*EXCERPT PROVIDED*
┌────────

- Origin: Long Island, New York, United States
- Genres: Rock, alternative rock
- Years active: 2003–2009
- Label: Playtyme Records (2006–2008)
- Members: Aristotle Dreher Oliver Williams Ian Lear-Nickum
- Past members: Chris Gignoux Sam Kearney
- Website: http://www.vaeda.com

= Vaeda =

American alternative rock band

Vaeda was an American three-piece alternative rock band formed in Brooklyn, New York in 2003. In September–October 2005 Vaeda was the Number 1 unsigned artist on the Myspace music charts and has since been featured in films, television and national tours including the Vans Warped Tour and Rockstar Taste of Chaos.

The band was based in Long Island, New York. The name originates from an alternate spelling of the word Veda, which are the original sacred texts for the Hindu religion. The word itself means "knowledge" in Sanskrit. Additionally, there is a backronym derived from the name: Very Awesome Extra Double Awesome.

In 2006, Vaeda released their debut album State of Nature with the independent label Playtyme Records. Songs from that album have been featured on CBS—NCIS ("All for You") and Fox Television promos for Prison Break and Terminator: The Sarah Connor Chronicles ("Battle Song").

In late 2008, Vaeda appeared in the MTV Games Rock Band 2 national television commercial.

They have since parted with their former label and recorded an album titled Unsafe at Any Speed. Songs from the album can be heard on MTV's The Hills ("Breathe", "Fake The Moment") and The Girls of Hedsor Hall ("Breathe").

Vaeda has performed with and toured with the following acts: Thirty Seconds to Mars, Flyleaf, The Used, Anberlin, Framing Hanley, Rev Theory, Pop Evil, Saosin, Senses Fail, Haste the Day, and Chiodos.

On June 21, 2009, Vaeda announced on their Myspace page that due to their current circumstance, they were on indefinite hiatus. However, they also revealed that the upcoming album Unsafe At Any Speed was still due to be released, and that although they had no plans for tours or shows, that "no-one knows what tomorrow will bring."

On November 3, 2009, Vaeda released Unsafe at Any Speed via iTunes. The artwork for the album features a symbol of a man falling and a U-turn arrow, which had previously been unreleased. Also, Unsafe is the band's first album to use a different logo for the word Vaeda. As yet, a CD version of the album is unconfirmed.

==History==

===Formation===
Drummer Oliver Williams, singer/guitarist Ian Lear-Nickum and former lead guitarist Chris Gignoux grew up together in the suburbs of Washington D.C. After college, they moved to Brooklyn, NYC, together, where they met the multi-instrumentalist Aristotle Dreher (The Bastard Kings of Rock). With Dreher on bass guitar, the foursome would soon form the band Vaeda and independently release their eponymous album in late 2003.

The band recorded a seven-song EP, The Red Queen, produced by Kyle Kelso in 2004.

└────────

*WORK ORDER 1*
Repeat the portion of the Vaeda article that starts at the words "Vaeda has performed" and stops after the words "album is unconfirmed.", copying it word for word.
*WORK ORDER 2*
Decide whether each statement agrees with the Vaeda article, answering yes or no and quoting the words of the article that settle it: (a) Vaeda's debut album, State of Nature, came out in 2006 on Playtyme Records. (b) Unsafe at Any Speed was released on CD on November 3, 2009. (c) Oliver Williams and Ian Lear-Nickum grew up in Brooklyn.

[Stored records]
┌────────

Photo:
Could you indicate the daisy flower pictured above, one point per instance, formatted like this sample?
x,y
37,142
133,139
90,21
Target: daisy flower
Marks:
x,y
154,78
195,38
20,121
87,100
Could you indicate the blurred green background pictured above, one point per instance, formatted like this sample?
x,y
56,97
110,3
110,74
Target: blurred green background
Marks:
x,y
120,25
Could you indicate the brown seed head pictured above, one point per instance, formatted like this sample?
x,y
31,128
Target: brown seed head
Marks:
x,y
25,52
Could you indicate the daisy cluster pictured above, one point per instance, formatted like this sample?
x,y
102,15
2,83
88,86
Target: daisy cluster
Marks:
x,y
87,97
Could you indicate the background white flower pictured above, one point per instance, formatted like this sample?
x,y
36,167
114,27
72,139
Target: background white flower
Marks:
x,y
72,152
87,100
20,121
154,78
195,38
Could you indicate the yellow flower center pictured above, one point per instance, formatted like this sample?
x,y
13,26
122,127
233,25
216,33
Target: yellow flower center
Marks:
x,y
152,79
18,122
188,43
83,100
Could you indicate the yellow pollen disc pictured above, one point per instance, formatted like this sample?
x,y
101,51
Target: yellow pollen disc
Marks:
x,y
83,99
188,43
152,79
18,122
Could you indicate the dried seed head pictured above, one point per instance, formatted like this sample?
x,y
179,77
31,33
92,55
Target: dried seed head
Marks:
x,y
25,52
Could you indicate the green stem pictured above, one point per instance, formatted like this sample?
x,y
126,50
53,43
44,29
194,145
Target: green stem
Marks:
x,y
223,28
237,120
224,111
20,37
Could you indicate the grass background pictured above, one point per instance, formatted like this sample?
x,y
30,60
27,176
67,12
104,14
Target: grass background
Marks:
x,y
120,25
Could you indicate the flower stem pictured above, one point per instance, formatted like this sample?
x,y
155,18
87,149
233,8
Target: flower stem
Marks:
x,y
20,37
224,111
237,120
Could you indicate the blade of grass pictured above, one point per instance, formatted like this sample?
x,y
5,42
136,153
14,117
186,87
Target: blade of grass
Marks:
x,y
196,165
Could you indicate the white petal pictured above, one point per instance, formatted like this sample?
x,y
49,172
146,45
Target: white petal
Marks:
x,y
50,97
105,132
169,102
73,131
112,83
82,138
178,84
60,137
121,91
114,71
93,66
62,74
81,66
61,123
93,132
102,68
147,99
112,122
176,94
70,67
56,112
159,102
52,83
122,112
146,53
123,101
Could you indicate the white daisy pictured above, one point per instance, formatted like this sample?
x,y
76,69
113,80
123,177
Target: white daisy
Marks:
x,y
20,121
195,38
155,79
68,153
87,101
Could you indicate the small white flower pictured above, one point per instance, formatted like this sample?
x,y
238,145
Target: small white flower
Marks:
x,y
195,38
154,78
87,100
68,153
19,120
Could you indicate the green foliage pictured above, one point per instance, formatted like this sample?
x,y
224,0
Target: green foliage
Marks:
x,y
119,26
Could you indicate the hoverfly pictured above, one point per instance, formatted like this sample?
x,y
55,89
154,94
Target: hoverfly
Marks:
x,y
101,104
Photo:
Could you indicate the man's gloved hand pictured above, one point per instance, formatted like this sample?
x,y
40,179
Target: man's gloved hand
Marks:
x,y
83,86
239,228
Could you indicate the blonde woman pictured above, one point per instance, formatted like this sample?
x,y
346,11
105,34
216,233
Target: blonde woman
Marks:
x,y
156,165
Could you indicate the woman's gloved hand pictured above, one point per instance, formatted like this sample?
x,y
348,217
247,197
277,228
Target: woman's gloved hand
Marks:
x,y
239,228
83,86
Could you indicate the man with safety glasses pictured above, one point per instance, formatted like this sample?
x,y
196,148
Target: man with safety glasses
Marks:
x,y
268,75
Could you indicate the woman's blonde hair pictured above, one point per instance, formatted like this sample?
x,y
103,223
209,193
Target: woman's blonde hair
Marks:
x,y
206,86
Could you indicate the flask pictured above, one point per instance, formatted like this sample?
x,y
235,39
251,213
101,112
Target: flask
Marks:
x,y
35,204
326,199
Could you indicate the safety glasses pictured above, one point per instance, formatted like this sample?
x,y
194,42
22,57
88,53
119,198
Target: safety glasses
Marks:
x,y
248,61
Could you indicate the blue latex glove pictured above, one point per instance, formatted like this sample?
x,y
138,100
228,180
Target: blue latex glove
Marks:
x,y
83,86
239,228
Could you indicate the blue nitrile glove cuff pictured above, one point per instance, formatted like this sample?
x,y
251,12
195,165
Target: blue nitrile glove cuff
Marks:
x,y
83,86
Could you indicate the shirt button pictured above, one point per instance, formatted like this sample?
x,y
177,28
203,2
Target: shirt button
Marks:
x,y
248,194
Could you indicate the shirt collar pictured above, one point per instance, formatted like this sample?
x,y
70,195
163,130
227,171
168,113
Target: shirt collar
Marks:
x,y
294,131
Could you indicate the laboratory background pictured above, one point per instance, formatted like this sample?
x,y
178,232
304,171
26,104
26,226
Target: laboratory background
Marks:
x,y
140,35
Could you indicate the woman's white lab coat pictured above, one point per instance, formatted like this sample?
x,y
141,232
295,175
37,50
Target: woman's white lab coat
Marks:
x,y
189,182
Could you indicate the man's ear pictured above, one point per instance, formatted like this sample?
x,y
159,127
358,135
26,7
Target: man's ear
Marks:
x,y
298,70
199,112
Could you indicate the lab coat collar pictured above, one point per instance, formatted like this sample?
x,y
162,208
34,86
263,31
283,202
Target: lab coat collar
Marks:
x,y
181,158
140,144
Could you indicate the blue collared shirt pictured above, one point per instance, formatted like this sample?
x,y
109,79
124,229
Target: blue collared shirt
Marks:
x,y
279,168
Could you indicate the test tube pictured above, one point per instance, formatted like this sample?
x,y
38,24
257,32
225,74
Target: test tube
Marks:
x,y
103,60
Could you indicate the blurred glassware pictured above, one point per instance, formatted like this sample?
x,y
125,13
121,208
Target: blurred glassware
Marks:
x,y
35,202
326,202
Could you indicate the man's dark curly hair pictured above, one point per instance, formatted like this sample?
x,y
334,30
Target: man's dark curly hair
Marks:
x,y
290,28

└────────

*EXERCISE OUTPUT 1*
Vaeda has performed with and toured with the following acts: Thirty Seconds to Mars, Flyleaf, The Used, Anberlin, Framing Hanley, Rev Theory, Pop Evil, Saosin, Senses Fail, Haste the Day, and Chiodos.

On June 21, 2009, Vaeda announced on their Myspace page that due to their current circumstance, they were on indefinite hiatus. However, they also revealed that the upcoming album Unsafe At Any Speed was still due to be released, and that although they had no plans for tours or shows, that "no-one knows what tomorrow will bring."

On November 3, 2009, Vaeda released Unsafe at Any Speed via iTunes. The artwork for the album features a symbol of a man falling and a U-turn arrow, which had previously been unreleased. Also, Unsafe is the band's first album to use a different logo for the word Vaeda. As yet, a CD version of the album is unconfirmed.

*EXERCISE OUTPUT 2*
(a) Yes: "In 2006, Vaeda released their debut album State of Nature with the independent label Playtyme Records."
(b) No: "On November 3, 2009, Vaeda released Unsafe at Any Speed via iTunes." and "As yet, a CD version of the album is unconfirmed."
(c) No: "grew up together in the suburbs of Washington D.C."